# WHAT NEEDS TO BE DONE:
Reproduce every one of the rows below verbatim, line for line.

# DATASET CONTENT:
** START **

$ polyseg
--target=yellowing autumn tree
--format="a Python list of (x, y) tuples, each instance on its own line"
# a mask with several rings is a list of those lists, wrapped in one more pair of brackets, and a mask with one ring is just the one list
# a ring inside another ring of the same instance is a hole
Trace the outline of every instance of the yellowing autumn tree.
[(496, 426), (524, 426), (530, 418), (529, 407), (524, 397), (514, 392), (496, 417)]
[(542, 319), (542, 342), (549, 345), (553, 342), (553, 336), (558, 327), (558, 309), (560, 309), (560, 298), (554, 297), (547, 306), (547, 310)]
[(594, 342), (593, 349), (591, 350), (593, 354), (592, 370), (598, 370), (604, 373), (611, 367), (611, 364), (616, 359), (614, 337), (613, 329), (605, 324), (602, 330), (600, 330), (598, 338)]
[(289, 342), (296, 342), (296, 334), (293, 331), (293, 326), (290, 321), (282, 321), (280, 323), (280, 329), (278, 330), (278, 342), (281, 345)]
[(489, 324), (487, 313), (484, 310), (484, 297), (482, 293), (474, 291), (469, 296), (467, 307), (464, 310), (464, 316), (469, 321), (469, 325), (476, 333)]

** END **

# OUTPUT BELOW:
$ polyseg
--target=yellowing autumn tree
--format="a Python list of (x, y) tuples, each instance on its own line"
# a mask with several rings is a list of those lists, wrapped in one more pair of brackets, and a mask with one ring is just the one list
# a ring inside another ring of the same instance is a hole
Trace the outline of every instance of the yellowing autumn tree.
[(496, 426), (524, 426), (530, 418), (529, 407), (524, 397), (514, 392), (496, 417)]
[(542, 319), (542, 342), (549, 345), (553, 342), (553, 336), (558, 327), (558, 309), (560, 309), (560, 298), (554, 297), (547, 306), (547, 310)]
[(594, 342), (593, 349), (591, 350), (593, 354), (592, 370), (598, 370), (604, 373), (611, 367), (611, 364), (616, 359), (614, 337), (613, 329), (605, 324), (602, 330), (600, 330), (598, 338)]
[(289, 342), (296, 342), (296, 334), (293, 331), (293, 326), (290, 321), (282, 321), (280, 323), (280, 329), (278, 330), (278, 342), (281, 345)]
[(489, 324), (487, 313), (484, 310), (484, 297), (482, 293), (474, 291), (469, 296), (467, 307), (464, 310), (464, 316), (469, 321), (469, 325), (476, 333)]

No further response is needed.